START DOCUMENT SECTION

7:05 AM: Ran out front door, late. Stopped at fast food place for an eggish sandwich. Opened eggish sandwich. Sandwich was more greasy film than sandwich. It looked like a herring made of English muffin. Ate it anyway, because…what are you gonna do?

Monday, June 4, 2012

"...the sum of such hours..."

I'm not much of a standard book-reviewer (to do it well takes a talent I'm not sure I have), but I do like to share things that sort of "hit" me from books that I am reading.

Right now, I'm finishing an outstanding (Hugo Award-winning) sci-fi novel, by Dan Simmons, called Hyperion. The novel is the work of a master craftsman -- a guy who can walk through "voices" the way we walk from room to room; who can go from the third person narrative about a professor of philosophy and into a "hard-boiled-detective-fiction" voice and make it not silly. The book is also a veritable roller coaster ride for English major-types. I won't give things away; but, if you like both sci-fi and "serious" literature from the Chaucer through the British Romantic period (hence, the title) as much as I do, you must read this book.

Anyway, this passage from Hyperion really struck me the other day. Once again, here's an example of succinct writing that does more in a short passage than I have done in about four-thousand short essays on the subject... Here the perspective of a mother who is losing her daughter to a backward-aging disease. It applies more powerfully under those circumstances, of course, but it fits in perfectly with my take on life when it comes to "special occasions" versus the everyday:

Sarai had treasured every day of Rachel's childhood, enjoying the day-to-day normalcy of things; a normalcy which she quietly accepted as the best of life. She had always felt that the essence of human experience lay not primarily in the peak experiences, the wedding days and triumphs which stood out in the memory like dates circled in red on old calendars, but, rather, in the unself-conscious flow of little things -- the weekend afternoon with each member of the family engaged in his or her own pursuit, their crossings and connections casual, dialogues imminently forgettable, but the sum of such hours creating a synergy which was important and eternal.

END DOCUMENT SECTION
START EXTRACTED ENTRIES

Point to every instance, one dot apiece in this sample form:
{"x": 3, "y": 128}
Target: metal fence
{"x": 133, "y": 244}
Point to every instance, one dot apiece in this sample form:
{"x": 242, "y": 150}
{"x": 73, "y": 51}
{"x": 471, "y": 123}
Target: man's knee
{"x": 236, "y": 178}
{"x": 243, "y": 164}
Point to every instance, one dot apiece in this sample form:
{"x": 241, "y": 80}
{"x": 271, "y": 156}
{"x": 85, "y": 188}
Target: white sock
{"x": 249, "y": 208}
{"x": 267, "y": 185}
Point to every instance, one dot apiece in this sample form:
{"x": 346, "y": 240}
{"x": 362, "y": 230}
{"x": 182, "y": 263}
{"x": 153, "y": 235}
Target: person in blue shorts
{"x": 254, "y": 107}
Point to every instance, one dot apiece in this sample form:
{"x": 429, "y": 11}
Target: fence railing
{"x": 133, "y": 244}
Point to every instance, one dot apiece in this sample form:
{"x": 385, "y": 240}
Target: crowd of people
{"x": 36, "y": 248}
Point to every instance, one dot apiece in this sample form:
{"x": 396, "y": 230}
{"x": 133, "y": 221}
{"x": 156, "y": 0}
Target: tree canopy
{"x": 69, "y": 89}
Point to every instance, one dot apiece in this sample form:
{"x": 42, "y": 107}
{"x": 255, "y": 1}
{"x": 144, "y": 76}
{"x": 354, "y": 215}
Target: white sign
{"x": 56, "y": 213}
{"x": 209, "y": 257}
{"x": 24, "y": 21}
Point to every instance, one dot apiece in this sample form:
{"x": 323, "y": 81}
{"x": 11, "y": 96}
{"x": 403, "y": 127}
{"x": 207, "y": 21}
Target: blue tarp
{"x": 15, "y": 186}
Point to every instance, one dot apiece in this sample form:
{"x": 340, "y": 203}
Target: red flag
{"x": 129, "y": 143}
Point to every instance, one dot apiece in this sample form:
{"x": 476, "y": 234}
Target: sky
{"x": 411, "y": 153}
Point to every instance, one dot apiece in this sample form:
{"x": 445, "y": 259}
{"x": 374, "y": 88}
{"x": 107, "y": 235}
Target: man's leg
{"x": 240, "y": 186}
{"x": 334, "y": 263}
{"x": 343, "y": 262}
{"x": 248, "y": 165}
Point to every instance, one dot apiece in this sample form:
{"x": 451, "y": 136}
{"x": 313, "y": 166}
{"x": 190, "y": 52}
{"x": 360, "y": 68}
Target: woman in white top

END EXTRACTED ENTRIES

- TASK 1: Tell whether each statement agrees with the post about Hyperion, answering yes or no and quoting the deciding words: (a) The writer describes Hyperion as a Hugo Award winner. (b) The writer claims to be a skilled standard book-reviewer. (c) In the quoted passage, Sarai felt the essence of human experience lay mainly in peak experiences such as wedding days.
- TASK 2: Write what comes next in the post about Hyperion, picking up after its final sentence.

- RESPONSE AREA 1:
(a) Yes: "an outstanding (Hugo Award-winning) sci-fi novel"
(b) No: "I'm not much of a standard book-reviewer"
(c) No: "lay not primarily in the peak experiences"

- RESPONSE AREA 2:
Heck, yeah.

Friday, June 1, 2012

Loneliness in Numbers

Give me one mumbling, meandering, daydreaming, stick-wielding kid for ten droop-necked texters in a pack.
Give me one knee-hugging, sunset beach-sitting thinker for a hundred iPod strand-joggers.
I’ll take one game-loving loser for a thousand equipment-throwing "athletes"  --
One video-gaming, movie-quote-repeating teenaged “nerd” for a million pouting, mirror-photographed Facebook movie stars.
I’ll bask in the connection to dead people who live like waterfall mist on pages and in timeless sound and I’ll leave the tight-packed rooms full of living excitement for those who think crowds equal company.
I’ll trade the wide world for the endless expanses of my Tardis imagination.
You can have the Grammys; I’ll be jamming with my little boys.
You can have the cheering crowds; I’ll take kind words from good friends.
Let the rest lust over the chilly marble beauty sculpted by the beauty magazine engineers.
I’ll have my original perfect love with the smiling eyes.
They can have loneliness in numbers; I’ll hang with the best of humankind --
The ones from the First Explosion up to my deathbedside.